(The problem):
For this exercise, write out each entry below exactly, omitting the images.
◆ ◆ ◆
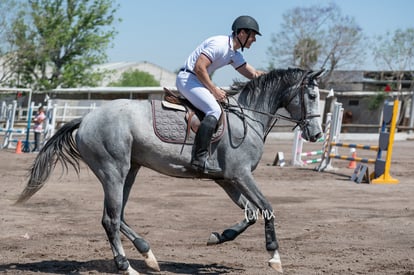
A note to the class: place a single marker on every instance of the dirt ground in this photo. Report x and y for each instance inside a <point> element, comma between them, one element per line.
<point>326,224</point>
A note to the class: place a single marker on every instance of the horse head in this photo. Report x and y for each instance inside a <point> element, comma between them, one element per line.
<point>302,102</point>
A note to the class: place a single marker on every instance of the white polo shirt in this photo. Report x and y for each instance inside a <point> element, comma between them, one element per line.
<point>219,49</point>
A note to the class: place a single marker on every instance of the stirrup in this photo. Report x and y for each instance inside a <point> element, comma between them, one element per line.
<point>205,167</point>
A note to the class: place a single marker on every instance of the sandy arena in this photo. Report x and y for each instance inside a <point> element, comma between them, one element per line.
<point>326,224</point>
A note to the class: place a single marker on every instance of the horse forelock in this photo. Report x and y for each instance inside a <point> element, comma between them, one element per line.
<point>266,91</point>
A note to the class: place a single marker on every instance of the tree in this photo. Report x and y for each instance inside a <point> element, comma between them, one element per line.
<point>135,78</point>
<point>317,37</point>
<point>8,9</point>
<point>59,41</point>
<point>395,51</point>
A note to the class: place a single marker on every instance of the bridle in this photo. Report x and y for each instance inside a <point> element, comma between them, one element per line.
<point>302,122</point>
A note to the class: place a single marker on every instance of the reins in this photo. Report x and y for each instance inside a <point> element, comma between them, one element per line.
<point>275,117</point>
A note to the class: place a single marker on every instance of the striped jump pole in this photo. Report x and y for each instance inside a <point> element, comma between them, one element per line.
<point>381,173</point>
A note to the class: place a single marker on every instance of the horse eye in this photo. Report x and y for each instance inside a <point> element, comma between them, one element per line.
<point>313,93</point>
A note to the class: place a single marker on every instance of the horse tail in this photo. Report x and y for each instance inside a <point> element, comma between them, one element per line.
<point>61,147</point>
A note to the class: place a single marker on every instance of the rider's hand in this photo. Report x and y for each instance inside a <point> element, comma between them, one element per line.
<point>219,94</point>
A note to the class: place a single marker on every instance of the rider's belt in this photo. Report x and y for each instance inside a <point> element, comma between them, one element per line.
<point>187,70</point>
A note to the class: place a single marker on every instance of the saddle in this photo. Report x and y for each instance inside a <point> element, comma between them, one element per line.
<point>176,120</point>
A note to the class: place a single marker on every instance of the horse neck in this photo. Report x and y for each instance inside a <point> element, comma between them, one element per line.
<point>263,97</point>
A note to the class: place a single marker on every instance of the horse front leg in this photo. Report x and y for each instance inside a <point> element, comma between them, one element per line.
<point>139,242</point>
<point>113,184</point>
<point>249,215</point>
<point>249,189</point>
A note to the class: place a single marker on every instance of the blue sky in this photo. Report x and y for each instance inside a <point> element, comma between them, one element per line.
<point>164,32</point>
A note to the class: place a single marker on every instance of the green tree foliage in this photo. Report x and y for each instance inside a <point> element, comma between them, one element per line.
<point>317,37</point>
<point>135,78</point>
<point>59,41</point>
<point>8,11</point>
<point>395,51</point>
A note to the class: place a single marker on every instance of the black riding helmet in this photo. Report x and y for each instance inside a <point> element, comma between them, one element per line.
<point>247,23</point>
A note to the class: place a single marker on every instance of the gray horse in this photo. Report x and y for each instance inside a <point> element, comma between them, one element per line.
<point>118,138</point>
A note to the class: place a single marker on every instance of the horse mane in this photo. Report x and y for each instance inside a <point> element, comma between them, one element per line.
<point>258,92</point>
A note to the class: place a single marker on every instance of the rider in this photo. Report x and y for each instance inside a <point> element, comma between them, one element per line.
<point>195,84</point>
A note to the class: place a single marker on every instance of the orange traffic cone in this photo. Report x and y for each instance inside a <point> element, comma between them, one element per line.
<point>19,147</point>
<point>352,163</point>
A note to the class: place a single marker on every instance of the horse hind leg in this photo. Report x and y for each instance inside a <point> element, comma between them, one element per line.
<point>139,242</point>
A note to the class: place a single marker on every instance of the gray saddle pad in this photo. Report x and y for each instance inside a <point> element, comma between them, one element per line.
<point>170,125</point>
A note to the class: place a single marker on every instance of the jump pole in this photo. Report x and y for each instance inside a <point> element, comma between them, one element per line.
<point>386,177</point>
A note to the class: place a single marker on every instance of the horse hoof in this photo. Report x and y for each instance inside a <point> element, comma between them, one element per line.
<point>275,262</point>
<point>151,261</point>
<point>214,239</point>
<point>276,266</point>
<point>130,271</point>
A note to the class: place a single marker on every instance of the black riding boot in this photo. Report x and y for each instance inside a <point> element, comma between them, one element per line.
<point>200,160</point>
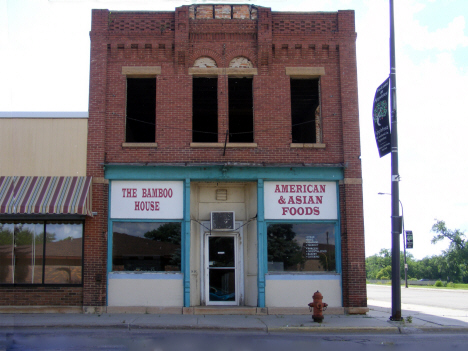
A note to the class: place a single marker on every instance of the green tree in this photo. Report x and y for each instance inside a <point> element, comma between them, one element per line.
<point>456,256</point>
<point>377,262</point>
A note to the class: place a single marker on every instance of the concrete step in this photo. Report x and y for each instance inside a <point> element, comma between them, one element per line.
<point>227,310</point>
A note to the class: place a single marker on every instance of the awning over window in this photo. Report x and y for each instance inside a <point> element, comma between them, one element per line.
<point>45,195</point>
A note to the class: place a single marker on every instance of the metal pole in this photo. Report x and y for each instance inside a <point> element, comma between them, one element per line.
<point>396,224</point>
<point>404,244</point>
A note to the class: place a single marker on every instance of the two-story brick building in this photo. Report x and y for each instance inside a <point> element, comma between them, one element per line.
◆ ◆ ◆
(Answer area):
A note to the class: place a single marker on every instance of the dirt ground in this photo. Report x and y for each instance inside a <point> element, comma between them, one element per line.
<point>326,224</point>
A note to the class: place a single marker on every instance of the horse head in this photo. Report x and y for each instance inside a <point> element, comma between them, one element per line.
<point>302,102</point>
A note to the class: place a single marker on every instance of the white polo shirt in this photo. Report x and y for each instance inside a <point> element, comma between them, one element per line.
<point>219,49</point>
A note to the class: place a single marker on every instance of the stirrup in this photo. Report x and y for each instance inside a <point> element, comma between them, one element per line.
<point>205,167</point>
A note to the class: place a single marker on every instance of the sandy arena in this photo. Report x and y for each instance inside a <point> element, comma between them, one element per line.
<point>326,224</point>
A note to the class: place a single marker on every instance of the horse forelock in this photo. Report x and y for each instance inside a <point> element, comma between them, one element per line.
<point>266,91</point>
A note to the class: place a single marker on every instance of the tree in this photo. Report x and y for each instance inside a <point> element, comma between them, one element per line.
<point>135,78</point>
<point>317,37</point>
<point>8,9</point>
<point>59,41</point>
<point>395,51</point>
A note to the class: place a single marker on every instance of the bridle in this photo. Report x and y for each instance inside a <point> element, comma between them, one element per line.
<point>302,122</point>
A note to the class: place a single marker on every instance of the reins in this photo. Report x and y for each instance inside a <point> element, comma between them, one element per line.
<point>275,117</point>
A note to the class: place a single marker on every instance of the striped jump pole in this photo. Report x and y for each instance inside a <point> element, comma between them, one element per line.
<point>381,173</point>
A note to the class: place a single marker on every instance of the horse eye in this photo. Report x and y for each instance inside a <point> element, comma between them, one element per line.
<point>313,93</point>
A note to the class: place a single marker on every instance of the horse tail in this photo. Report x and y for each instance inside a <point> element, comma between them, one element per line.
<point>61,147</point>
A note to the class: place a single marker on every instance of the rider's hand in this photo. Report x and y for each instance inside a <point> element, comma between them, one element per line.
<point>219,94</point>
A note to the class: place a single marker on every instance of the rider's belt in this photo. Report x and y for each instance inside a <point> element, comma between them, one element per line.
<point>187,70</point>
A note to the class: place a single marker on every instance of the saddle in this photo. Report x and y for each instance inside a <point> element, comma between them, one element per line.
<point>176,120</point>
A note to the class: place a single marker on every instance of the horse neck in this photo. Report x and y for each instance inside a <point> element, comma between them, one element per line.
<point>263,97</point>
A note to the class: place a single marker on every instance of the horse front leg in this photo. Report x and y for each instance inside a <point> element, comma between them, one element per line.
<point>139,242</point>
<point>113,184</point>
<point>249,215</point>
<point>249,189</point>
A note to the class: place a single marker on every instance of the blue sky in this photo. Report x and y for each instance inside a <point> element, comma between them, one element per line.
<point>164,32</point>
A note to the class: place a single marker on every instance of the green tree foliage in this photo. Report x and y for each instance inside a <point> element, comma between them, one element per line.
<point>317,37</point>
<point>135,78</point>
<point>59,41</point>
<point>8,11</point>
<point>395,51</point>
A note to the class: place a single marker on every instance of the black riding helmet in this photo. Report x and y for each instance inside a <point> element, comma between them, one element per line.
<point>247,23</point>
A note to the class: place a single marker on every instance of the gray horse in this photo. Report x and y for each instance inside a <point> element, comma between them, one element per line.
<point>118,138</point>
A note to the class: place a single marker on every instance of the horse mane in this photo. Report x and y for each instance inside a <point> element, comma between them, one element per line.
<point>258,92</point>
A note to the class: place a single marker on every instance of the rider in this photo. Report x and y for each instance inside a <point> element, comma between them, one element per line.
<point>195,84</point>
A note to the class: place a single marker on every instance of the orange traffic cone in this photo. Report x and y for each instance inside a <point> element, comma between them, one element per line.
<point>19,147</point>
<point>352,163</point>
A note to the class: place a single marker on every instance of the horse hind leg in this photo. Report x and y for each instance inside a <point> element, comma between them, one element per line.
<point>139,242</point>
A note to the class: place a single marker on every instance of the gray saddle pad in this photo. Report x and y for each instance inside a <point> element, comma between them, one element per line.
<point>170,125</point>
A note to the class: place a single marker on every instance of the jump pole in this photo. Report x and y for each instance inside a <point> element, comma between them, one element per line.
<point>386,177</point>
A note to the class: place a single marker on every instance of the horse hoof in this photo. Report x and y for each instance inside a <point> element, comma between them, one element per line.
<point>275,262</point>
<point>151,261</point>
<point>214,239</point>
<point>276,266</point>
<point>130,271</point>
A note to the class: place a single marker on every instance of the black riding boot in this photo. Report x and y for each instance inside a <point> element, comma between them, one element per line.
<point>200,160</point>
A note to the class: place a single marker on every instance of the green tree in this photo. Report x and y for each instance inside a <point> element, comma between them, one element per line.
<point>456,256</point>
<point>377,262</point>
A note to the class: place a single marker on every instance of the concrete step in this photo. Report x and y for each instance inside a <point> element, comma between them, one element per line.
<point>227,310</point>
A note to the class: place a single marker on every instance of the awning over window in this photo. Report x and y for each instance inside a <point> element, comma between them, one element per line.
<point>45,195</point>
A note to the class: place a single marker on every instance of the metal pole in this photo. Report x and y for each instance inside a <point> element, comma between them, one element per line.
<point>396,224</point>
<point>404,244</point>
A note to the class: place a single marker on every instance of the two-story brick building in this photo. Report x and y for each instance inside a <point> element, comma between them, one element per line.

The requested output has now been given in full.